● Trecho da fonte
┏━━

O trabalho (artístico e fotográfico) de Pejac chegou ao nosso conhecimento por meio de reportagens foto-jornalísticas tanto em meio impresso como em formato eletrônico-digital33 33 . A foto do menino que olha o muro já foi objeto de análise em outro artigo. Cf. MACHADO, Irene. Tensionamento dos espaços de fronteira: conceitos como obstruções epistemológicas. Revista Latinoamericana de Ciencias de la Comunicación, v. 15, n. 28(2018), pp. 97-99. .

Ao ser focalizada pela câmera do fotógrafo, a composição artística foi ambientada em um arranjo cênico em que os moradores não apenas se deslocam como também interagem com as gravações nos muros, muitas vezes desviando o primeiro plano para si. Nas fotos reproduzidas acima, tal movimento é conferido às figuras da mulher e do menino, que assumem o protagonismo da cena. A mise em scène , assim organizada, além de se colocar pronta para ser tomada pelas lentes da câmera, condiciona e direciona os olhares que para ela se dirigem. No primeiro plano da tomada em perspectiva, situa os transeuntes; no ponto de fuga, o desenho. Coube à fotografia jornalística compor a montagem interna das fotos publicadas, de modo que as gravações dos muros e paredes fossem lidas a partir de tal construção perspectiva. Com isso, a montagem fotográfica do cenário evoca todo um mundo interior dotado de um diálogo interno que, embora velado e aparentemente sem voz, passa a ser apreendido pelo imaginário de observadores externos. Apesar do silêncio e do jogo de invisibilidade, existem índices evidentes de uma suposta trama vivencial que une, por contrastes, os observadores diretos da cena e as gravações minimalistas por eles fitadas, tal como reproduzido a seguir [Figs. 8 e 9].

Figuras 8 e 9
: Pejac (Silvestre Santiago), Arte de rua: Pinturas invertidas. Assentamento palestino Al-Hussein, em Amman, Jordânia, 2016. Disponível em: <http://art-tension.tumblr.com/post/143985964665>. Acesso em: 20 maio 2018.

Se a motivação dessas imagens negativas – ou pinturas invertidas – era gravar episódios de uma história, nos desenhos, por sua vez, são recuperadas vivências de lugares e memórias de tempos de trabalho e de lazer, ou mesmo cenas prosaicas do deslocamento em um terreno acidentado, permeado por obstáculos a serem transpostos. Podem ser cenas vivenciadas pela mulher que olha o mural ou por seus antepassados.

Em ambos os casos, a superfície do muro se abre para outros espaços e tempos, e a densidade do concreto armado se torna uma superfície transparente e porosa a projetar lugares imaginários possíveis. As gravações acabam reproduzindo diversas visibilidades sem esconder planos de invisibilidade, reveladas a percepções atentas ao ambiente político que o espaço configura. Tudo isso pode ser observado olhando as figuras que são gravadas a partir dos códigos gráficos que compõem os escombros. Contudo, com a reprodução foto-jornalística, é desencadeado outro olhar, outra esfera dialógica e um imaginário de caráter especulativo do qual emergem uma mise en scène distinta, organizada em torno de noções que buscam traduzir situações como errância, privação, opressão, violência e intolerância sob outros pontos de vista ou, simplesmente, com outro sentido. E esse é outro tipo de ativismo, que é afastado da pura denúncia ou do protesto que se apaga depois da performance em função do seu caráter conceitual.

┗━━

● Objetivo 1
Liste as situações que, segundo o trecho sobre a obra de Pejac, as noções da mise en scène surgida com a reprodução foto-jornalística buscam traduzir.
● Objetivo 2
Responda às perguntas com base no trecho sobre a obra de Pejac.
(a) Quais figuras assumem o protagonismo da cena nas fotos reproduzidas?
(b) Em que assentamento palestino e em que cidade estão as pinturas invertidas das Figuras 8 e 9?
(c) Em que se torna a densidade do concreto armado?
● Objetivo 3
Dê sequência ao trecho sobre a obra de Pejac com um novo parágrafo que parta da última frase apresentada.
Os itens formam um material separado do trecho da fonte.

Parte de um arquivo de dados

┏━━

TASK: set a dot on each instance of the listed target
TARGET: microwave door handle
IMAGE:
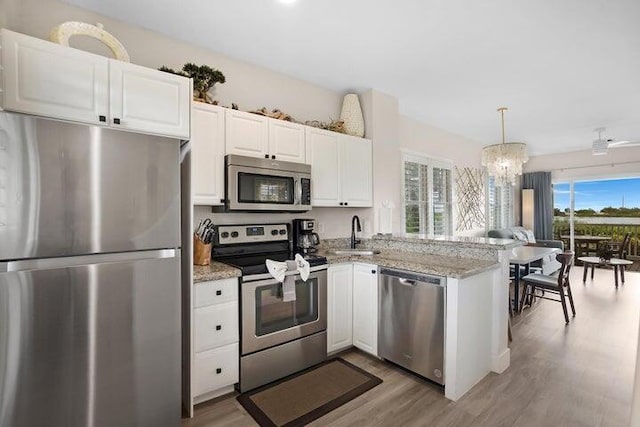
(298, 187)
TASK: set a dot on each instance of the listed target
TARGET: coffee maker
(305, 241)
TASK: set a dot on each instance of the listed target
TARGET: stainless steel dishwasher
(411, 329)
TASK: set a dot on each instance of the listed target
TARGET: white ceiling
(562, 67)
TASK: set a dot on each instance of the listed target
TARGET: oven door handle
(298, 190)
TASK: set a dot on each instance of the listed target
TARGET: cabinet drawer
(215, 369)
(215, 326)
(216, 292)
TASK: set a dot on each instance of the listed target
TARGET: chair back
(624, 247)
(566, 259)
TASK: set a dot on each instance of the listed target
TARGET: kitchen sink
(349, 251)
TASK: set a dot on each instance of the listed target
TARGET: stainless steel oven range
(277, 338)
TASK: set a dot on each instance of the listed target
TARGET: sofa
(548, 264)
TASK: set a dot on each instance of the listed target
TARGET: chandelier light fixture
(504, 161)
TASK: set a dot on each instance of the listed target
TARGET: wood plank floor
(575, 375)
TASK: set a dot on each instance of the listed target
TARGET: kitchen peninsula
(477, 293)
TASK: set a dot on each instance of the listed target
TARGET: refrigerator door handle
(62, 262)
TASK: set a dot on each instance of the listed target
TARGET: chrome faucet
(355, 221)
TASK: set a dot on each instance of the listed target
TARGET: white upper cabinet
(365, 308)
(247, 134)
(207, 154)
(50, 80)
(340, 307)
(341, 168)
(286, 141)
(254, 135)
(357, 171)
(323, 153)
(149, 101)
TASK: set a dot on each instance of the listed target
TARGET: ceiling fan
(601, 146)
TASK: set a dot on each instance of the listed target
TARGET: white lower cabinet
(215, 326)
(339, 309)
(365, 307)
(215, 369)
(215, 361)
(352, 307)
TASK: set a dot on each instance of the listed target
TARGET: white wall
(583, 165)
(252, 87)
(439, 143)
(247, 85)
(635, 404)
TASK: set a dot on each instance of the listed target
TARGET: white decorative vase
(351, 115)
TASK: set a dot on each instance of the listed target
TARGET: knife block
(201, 252)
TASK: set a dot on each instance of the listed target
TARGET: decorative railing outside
(616, 228)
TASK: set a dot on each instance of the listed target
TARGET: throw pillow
(520, 235)
(530, 237)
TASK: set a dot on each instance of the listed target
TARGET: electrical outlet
(366, 226)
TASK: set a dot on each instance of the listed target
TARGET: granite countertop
(440, 265)
(470, 242)
(214, 271)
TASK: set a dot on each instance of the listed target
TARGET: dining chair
(553, 284)
(623, 250)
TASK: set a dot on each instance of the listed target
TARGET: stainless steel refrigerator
(89, 276)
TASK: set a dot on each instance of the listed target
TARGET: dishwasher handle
(412, 278)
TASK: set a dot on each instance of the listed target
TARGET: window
(428, 196)
(500, 205)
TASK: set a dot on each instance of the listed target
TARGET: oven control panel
(234, 234)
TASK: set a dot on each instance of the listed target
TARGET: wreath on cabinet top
(63, 32)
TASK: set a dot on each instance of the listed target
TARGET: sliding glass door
(589, 213)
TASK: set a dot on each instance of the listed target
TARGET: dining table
(521, 257)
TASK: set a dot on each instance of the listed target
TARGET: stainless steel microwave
(254, 184)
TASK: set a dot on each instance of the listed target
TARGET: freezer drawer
(68, 189)
(411, 323)
(91, 344)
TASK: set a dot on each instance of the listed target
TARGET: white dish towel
(278, 271)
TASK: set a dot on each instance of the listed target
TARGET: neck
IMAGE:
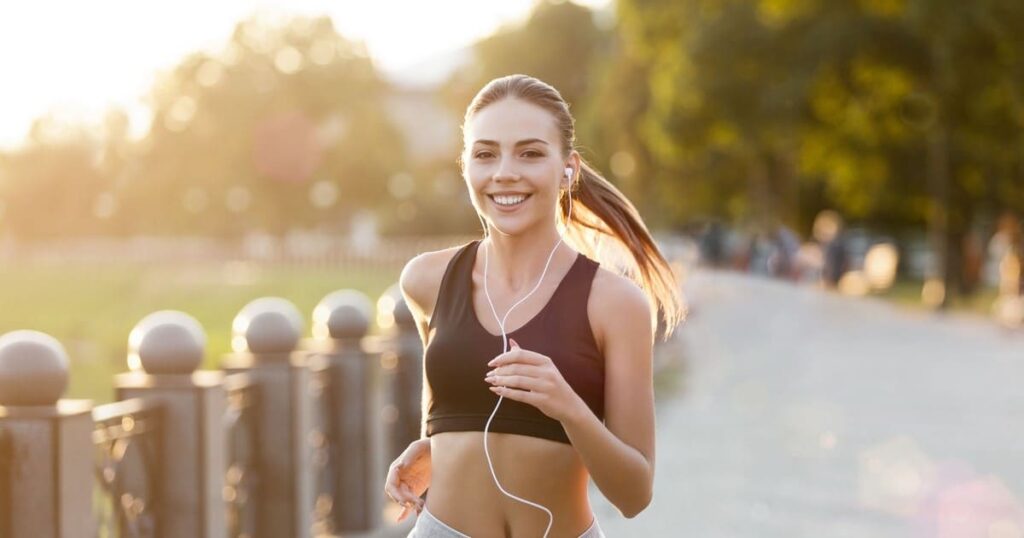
(517, 261)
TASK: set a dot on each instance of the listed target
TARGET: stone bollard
(340, 325)
(48, 442)
(401, 362)
(165, 347)
(264, 336)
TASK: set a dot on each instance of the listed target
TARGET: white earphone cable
(505, 348)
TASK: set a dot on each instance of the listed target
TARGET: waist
(464, 494)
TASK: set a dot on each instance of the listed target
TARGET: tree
(286, 128)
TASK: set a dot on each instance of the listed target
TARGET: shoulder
(421, 278)
(617, 306)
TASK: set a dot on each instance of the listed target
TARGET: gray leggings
(429, 527)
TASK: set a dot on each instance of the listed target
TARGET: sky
(76, 58)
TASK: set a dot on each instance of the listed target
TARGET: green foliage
(286, 127)
(753, 106)
(558, 43)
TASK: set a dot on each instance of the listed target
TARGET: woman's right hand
(409, 477)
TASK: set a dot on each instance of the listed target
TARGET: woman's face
(514, 165)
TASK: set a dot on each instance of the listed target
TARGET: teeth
(509, 200)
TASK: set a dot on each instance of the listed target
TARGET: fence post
(165, 348)
(265, 334)
(341, 321)
(49, 441)
(401, 362)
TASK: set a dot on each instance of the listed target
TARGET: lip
(506, 209)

┗━━

● Resultado 1
errância, privação, opressão, violência, intolerância

● Resultado 2
(a) A mulher e o menino.
(b) No assentamento Al-Hussein, em Amman, na Jordânia.
(c) Em uma superfície transparente e porosa a projetar lugares imaginários possíveis.

● Resultado 3
Estamos diante de uma experiência estética de metaperformance que se realiza criticamente na análise das gravações murais em que a própria construção dos desenhos intervém nas ranhuras e rasuras das paredes; em que as marcas da destruição são recuperadas pelo traço gráfico e ganham novos contornos pela ação do cinzel. Ela não deixa de reproduzir desenhos com suas formas, mas não se confunde com o grafite nem com a arte mural. Destes e dos afrescos, porém, herda a possibilidade de operar nas fronteiras entre o interior e o exterior, o visível e o invisível. Contudo, o resultado não é uma escultura e sim uma gravação em que o estilete é cravado em contornos de escombros. E, tal como os palimpsestos, ela sobrepõe aos sulcos disformes de rachaduras, estilhaços e entalhes de concreto os contornos gráficos de formas de eventos vivenciais transformados em imaginário.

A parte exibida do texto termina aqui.